Objective →
Please write out the A / B testing article between "The team invests" and "in my strategy.", inclusive, swapping "intuitive assumptions" for "gut feelings".

Reading passage →
------------

A / B Testing: A Step-by-Step Analysis

This is a repost of an article published on the website dou.ua. In this article, Anna Ponomareva, Game Analyst at Plarium Kharkiv, shares her personal best practices for conducting A / B testing: she describes each step, highlights the difficulties and pitfalls that can be encountered, and talks about her experience in solving them.







The team invests a lot of work, effort and resources into each change in the game: sometimes the development of a new functionality or level takes several months. The analyst's task is to minimize the risks from the implementation of such changes and help the team make the right decision about the further development of the project.



When analyzing decisions, it is important to be guided by statistically significant data that is consistent with audience preferences rather than intuitive assumptions. A / B testing helps to obtain such data and evaluate them.



6 “easy” steps of A / B testing



For the search term "A / B testing" or "split testing", most sources offer several "simple" steps for a successful test. There are six such steps in my strategy.







At first glance, everything is simple:



  • there is group A, control, no changes in the game;
  • there is a group B, test, with changes. For example, new functionality has been added, the difficulty of the levels has been increased, the tutorial has been changed;
  • run the test and see which variant has better performance.


In practice, it is more difficult. For the team to implement the best solution, I, as an analyst, need to answer how confident I am in the test results. Let's deal with the difficulties step by step.



Step 1. Determine the goal



On the one hand, we can test everything that comes to mind of each team member - from the color of the button to the difficulty levels of the game. The technical ability to conduct split tests is incorporated into our products at the design stage.



On the other hand, it is important to prioritize all suggestions for improving the game according to the level of the effect on the target metric. Therefore, we first draw up a plan to launch the split testing from the highest priority hypothesis to the least.



We try not to run multiple A / B tests in parallel in order to understand exactly which of the new functionalities affected the target metric. It seems that with this strategy it will take more time to test all hypotheses. But prioritization helps to cut off unpromising hypotheses at the planning stage.

We get data that best reflects the effect of specific changes, and we don't waste time setting tests with questionable effects.

------------

Record set →
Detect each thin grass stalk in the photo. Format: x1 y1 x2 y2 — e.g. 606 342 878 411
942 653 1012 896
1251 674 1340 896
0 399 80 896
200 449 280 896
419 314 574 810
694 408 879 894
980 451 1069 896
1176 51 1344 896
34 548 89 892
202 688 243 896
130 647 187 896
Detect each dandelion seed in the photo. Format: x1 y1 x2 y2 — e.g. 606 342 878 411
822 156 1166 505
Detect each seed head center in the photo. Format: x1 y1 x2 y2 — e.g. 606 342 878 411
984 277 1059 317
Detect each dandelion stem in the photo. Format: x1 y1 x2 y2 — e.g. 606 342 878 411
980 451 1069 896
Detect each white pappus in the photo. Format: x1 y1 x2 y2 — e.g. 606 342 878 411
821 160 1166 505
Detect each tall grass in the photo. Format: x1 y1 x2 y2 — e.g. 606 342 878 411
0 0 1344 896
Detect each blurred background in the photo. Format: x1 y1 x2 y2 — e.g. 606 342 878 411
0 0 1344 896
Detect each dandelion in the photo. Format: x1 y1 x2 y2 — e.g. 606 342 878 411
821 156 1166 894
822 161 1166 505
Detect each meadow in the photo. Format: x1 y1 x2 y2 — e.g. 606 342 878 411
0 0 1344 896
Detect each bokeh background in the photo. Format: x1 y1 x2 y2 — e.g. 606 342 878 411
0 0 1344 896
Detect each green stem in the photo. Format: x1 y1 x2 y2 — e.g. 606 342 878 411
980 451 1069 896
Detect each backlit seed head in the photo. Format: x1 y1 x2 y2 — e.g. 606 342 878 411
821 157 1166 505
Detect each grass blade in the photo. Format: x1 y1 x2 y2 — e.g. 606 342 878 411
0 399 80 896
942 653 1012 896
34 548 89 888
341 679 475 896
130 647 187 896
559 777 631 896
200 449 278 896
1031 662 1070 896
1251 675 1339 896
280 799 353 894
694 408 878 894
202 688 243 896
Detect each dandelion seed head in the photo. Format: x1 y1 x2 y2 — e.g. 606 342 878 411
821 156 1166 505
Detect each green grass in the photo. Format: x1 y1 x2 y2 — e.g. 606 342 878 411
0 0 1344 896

------------

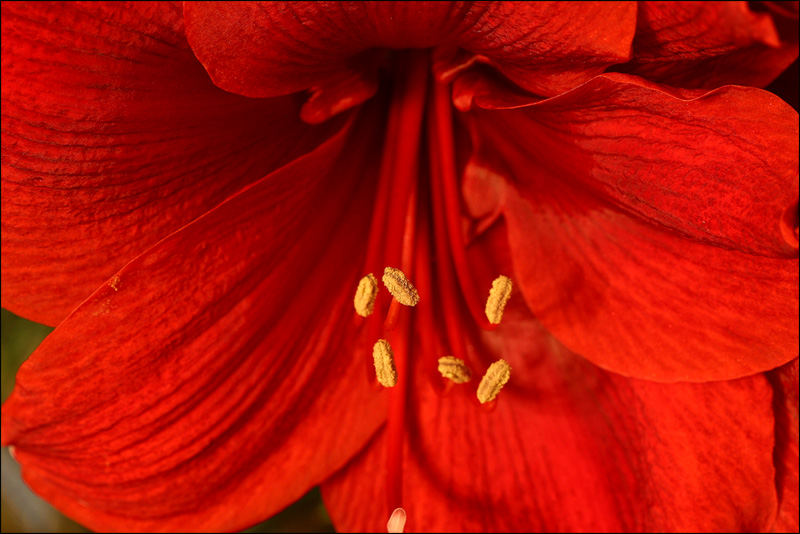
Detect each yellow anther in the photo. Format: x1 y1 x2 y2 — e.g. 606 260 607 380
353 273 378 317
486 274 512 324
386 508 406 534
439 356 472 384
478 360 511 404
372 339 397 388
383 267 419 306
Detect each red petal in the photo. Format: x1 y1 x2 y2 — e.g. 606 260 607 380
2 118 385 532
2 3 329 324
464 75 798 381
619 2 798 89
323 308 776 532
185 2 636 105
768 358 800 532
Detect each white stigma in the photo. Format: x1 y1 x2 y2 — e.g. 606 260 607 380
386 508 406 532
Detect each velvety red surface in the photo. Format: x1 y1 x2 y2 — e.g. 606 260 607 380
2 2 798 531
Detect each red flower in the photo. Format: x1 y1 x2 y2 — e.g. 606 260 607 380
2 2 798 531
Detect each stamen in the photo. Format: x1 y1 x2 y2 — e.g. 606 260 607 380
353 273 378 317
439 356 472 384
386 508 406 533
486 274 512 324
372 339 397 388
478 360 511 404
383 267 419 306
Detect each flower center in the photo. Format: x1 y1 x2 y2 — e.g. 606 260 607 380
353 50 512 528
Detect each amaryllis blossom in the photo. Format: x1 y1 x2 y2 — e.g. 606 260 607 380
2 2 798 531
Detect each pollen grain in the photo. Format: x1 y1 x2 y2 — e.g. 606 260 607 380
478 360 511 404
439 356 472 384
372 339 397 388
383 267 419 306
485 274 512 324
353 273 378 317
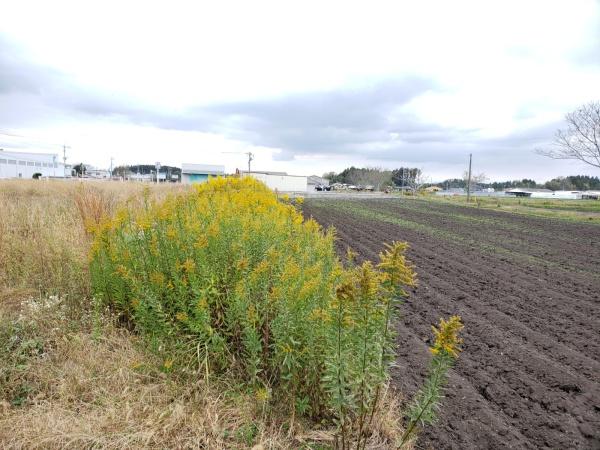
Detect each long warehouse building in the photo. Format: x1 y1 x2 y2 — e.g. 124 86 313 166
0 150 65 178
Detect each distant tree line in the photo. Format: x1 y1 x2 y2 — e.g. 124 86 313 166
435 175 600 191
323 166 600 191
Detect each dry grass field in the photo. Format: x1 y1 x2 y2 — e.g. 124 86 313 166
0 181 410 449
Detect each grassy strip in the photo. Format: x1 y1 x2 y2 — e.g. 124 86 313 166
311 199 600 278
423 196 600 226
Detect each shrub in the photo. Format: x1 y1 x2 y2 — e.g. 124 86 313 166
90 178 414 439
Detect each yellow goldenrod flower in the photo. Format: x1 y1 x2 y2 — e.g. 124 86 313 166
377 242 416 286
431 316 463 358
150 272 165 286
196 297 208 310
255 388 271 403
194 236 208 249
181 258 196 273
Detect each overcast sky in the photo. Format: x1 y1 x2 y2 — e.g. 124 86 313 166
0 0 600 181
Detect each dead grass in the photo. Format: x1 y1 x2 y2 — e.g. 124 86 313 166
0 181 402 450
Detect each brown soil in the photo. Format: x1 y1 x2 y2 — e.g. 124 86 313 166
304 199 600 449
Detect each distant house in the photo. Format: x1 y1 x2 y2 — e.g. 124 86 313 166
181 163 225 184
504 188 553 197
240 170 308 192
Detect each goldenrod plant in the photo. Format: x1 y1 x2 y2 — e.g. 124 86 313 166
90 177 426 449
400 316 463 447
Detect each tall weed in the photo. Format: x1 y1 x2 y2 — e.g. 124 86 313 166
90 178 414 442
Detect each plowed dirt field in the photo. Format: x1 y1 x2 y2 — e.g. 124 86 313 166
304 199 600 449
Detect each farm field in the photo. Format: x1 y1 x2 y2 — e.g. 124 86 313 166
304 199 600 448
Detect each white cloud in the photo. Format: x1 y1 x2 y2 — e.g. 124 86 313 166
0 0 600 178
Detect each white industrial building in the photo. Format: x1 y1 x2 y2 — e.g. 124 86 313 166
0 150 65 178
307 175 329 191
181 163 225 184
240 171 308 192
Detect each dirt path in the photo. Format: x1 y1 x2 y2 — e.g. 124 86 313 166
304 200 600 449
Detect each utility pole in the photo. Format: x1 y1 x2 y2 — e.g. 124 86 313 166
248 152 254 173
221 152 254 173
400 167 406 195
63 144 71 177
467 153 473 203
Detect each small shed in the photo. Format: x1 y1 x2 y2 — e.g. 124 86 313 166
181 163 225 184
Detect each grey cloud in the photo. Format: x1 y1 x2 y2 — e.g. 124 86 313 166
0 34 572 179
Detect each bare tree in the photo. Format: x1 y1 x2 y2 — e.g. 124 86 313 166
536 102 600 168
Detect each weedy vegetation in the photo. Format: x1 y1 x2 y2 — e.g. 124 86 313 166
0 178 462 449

------------

Result →
The team invests a lot of work, effort and resources into each change in the game: sometimes the development of a new functionality or level takes several months. The analyst's task is to minimize the risks from the implementation of such changes and help the team make the right decision about the further development of the project.



When analyzing decisions, it is important to be guided by statistically significant data that is consistent with audience preferences rather than gut feelings. A / B testing helps to obtain such data and evaluate them.



6 “easy” steps of A / B testing



For the search term "A / B testing" or "split testing", most sources offer several "simple" steps for a successful test. There are six such steps in my strategy.